→ Given problem
List every Google search string given in the university dorking example of the hacking tutorial below.
# Given passage start
The key insight: organization size correlates with subdomain count (attack surface), government domains tend to have stricter security posture, and CT logs reveal infrastructure that organizations might consider "internal."

Exercise 2 -- Google dorking a university:

Example dorks and findings (fictional university):
1. site:university.edu filetype:pdf "confidential"
   -> Found: budget documents, meeting minutes marked confidential
2. site:university.edu inurl:admin
   -> Found: /admin/login.php, /wp-admin, /phpmyadmin
3. site:university.edu intitle:"index of" "parent directory"
   -> Found: open directory listings with student project files
4. site:university.edu ext:sql
   -> Found: database export files (hopefully test data)
5. site:university.edu "password" filetype:log
   -> Found: application log files with authentication attempts

The key insight: universities are treasure troves because they have huge, decentralized web presence managed by different departments, students, and researchers -- many with minimal security awareness.

Exercise 3 -- Email security checker:

def check_email_security(domain):
    import subprocess
    result = subprocess.run(
        ['dig', '+short', domain, 'TXT'],
        capture_output=True, text=True, timeout=10
    )
    spf = [l for l in result.stdout.split('\n') if 'v=spf1' in l]

    result = subprocess.run(
        ['dig', '+short', f'_dmarc.{domain}', 'TXT'],
        capture_output=True, text=True, timeout=10
    )
    dmarc = result.stdout.strip()

    print(f"  SPF: {'FOUND' if spf else 'MISSING (spoofing trivial)'}")
    print(f"  DMARC: {'FOUND' if dmarc else 'MISSING (no spoofing policy)'}")
    if dmarc:
        if 'p=reject' in dmarc:
            print("    Policy: REJECT -- spoofed emails dropped")
        elif 'p=quarantine' in dmarc:
            print("    Policy: QUARANTINE -- spoofed to spam folder")
        elif 'p=none' in dmarc:
            print("    Policy: NONE -- spoofed emails DELIVERED (no protection)")

# Test:
# github.com: SPF + DMARC p=reject (strong)
# many small companies: SPF only, no DMARC (spoofable)

The key insight: p=none in DMARC means the organization monitors but doesn't block spoofed email. An attacker can send emails appearing to come from anyone@that-domain and they'll land in inboxes. Shockingly common.


Learn Ethical Hacking (#5) - Active Scanning - Mapping the Attack Surface

Passive recon told us what exists. Now we poke it to find out what's running and what's vulnerable. This is where things get loud -- the target can see us coming. But we know enough from our recon (episode 4) to be targeted rather than random. We're not spraying packets at the entire internet hoping something sticks -- we have a shortlist of IPs, subdomains, and services that our OSINT work identified. Now we verify.

Active scanning is the dividing line between observation and action. Everything after this point requires authorization in a real engagement. No exceptions. Remember episode 1 -- the CFAA does not care about your intentions, only whether you had permission.

In our lab? We authorized ourselves by building the targets. Laten we beginnen.
# Given passage end
# Dataset rows start
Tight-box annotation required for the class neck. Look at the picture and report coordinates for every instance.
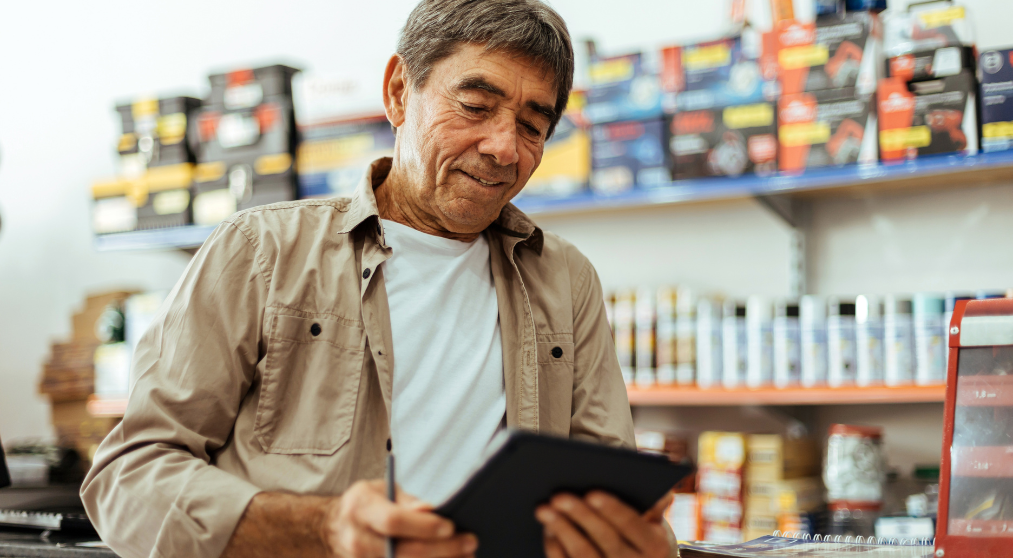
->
[373,166,481,242]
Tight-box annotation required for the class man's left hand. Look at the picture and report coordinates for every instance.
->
[535,491,674,558]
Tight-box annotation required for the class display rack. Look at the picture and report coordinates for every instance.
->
[627,385,946,407]
[95,151,1013,251]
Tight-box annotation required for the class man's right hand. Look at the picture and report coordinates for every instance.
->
[321,480,478,558]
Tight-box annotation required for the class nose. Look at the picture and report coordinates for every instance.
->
[478,111,520,166]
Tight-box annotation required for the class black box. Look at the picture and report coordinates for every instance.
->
[116,97,201,175]
[668,102,777,180]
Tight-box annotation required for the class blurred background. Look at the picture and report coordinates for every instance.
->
[0,0,1013,541]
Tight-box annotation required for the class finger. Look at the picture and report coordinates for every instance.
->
[550,494,632,558]
[535,505,602,558]
[585,490,665,553]
[545,531,568,558]
[643,490,676,523]
[396,534,478,558]
[356,494,454,539]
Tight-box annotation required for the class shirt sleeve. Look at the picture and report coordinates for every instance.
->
[81,222,268,558]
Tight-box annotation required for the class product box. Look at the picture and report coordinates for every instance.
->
[591,118,672,194]
[296,115,394,197]
[746,434,821,484]
[886,47,977,82]
[661,36,777,113]
[778,85,878,171]
[668,102,777,179]
[585,53,661,125]
[878,72,980,161]
[980,49,1013,152]
[116,96,201,178]
[776,12,883,96]
[521,91,591,197]
[193,66,298,225]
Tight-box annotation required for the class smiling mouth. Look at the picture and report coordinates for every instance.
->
[461,170,502,186]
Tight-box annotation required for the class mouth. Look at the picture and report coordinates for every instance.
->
[458,169,505,186]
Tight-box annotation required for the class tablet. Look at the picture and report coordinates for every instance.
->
[436,431,692,558]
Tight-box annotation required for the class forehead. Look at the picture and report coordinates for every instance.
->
[430,44,555,101]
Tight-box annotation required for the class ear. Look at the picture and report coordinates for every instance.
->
[383,55,408,128]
# Dataset rows end
→ Response
1. site:university.edu filetype:pdf "confidential"
2. site:university.edu inurl:admin
3. site:university.edu intitle:"index of" "parent directory"
4. site:university.edu ext:sql
5. site:university.edu "password" filetype:log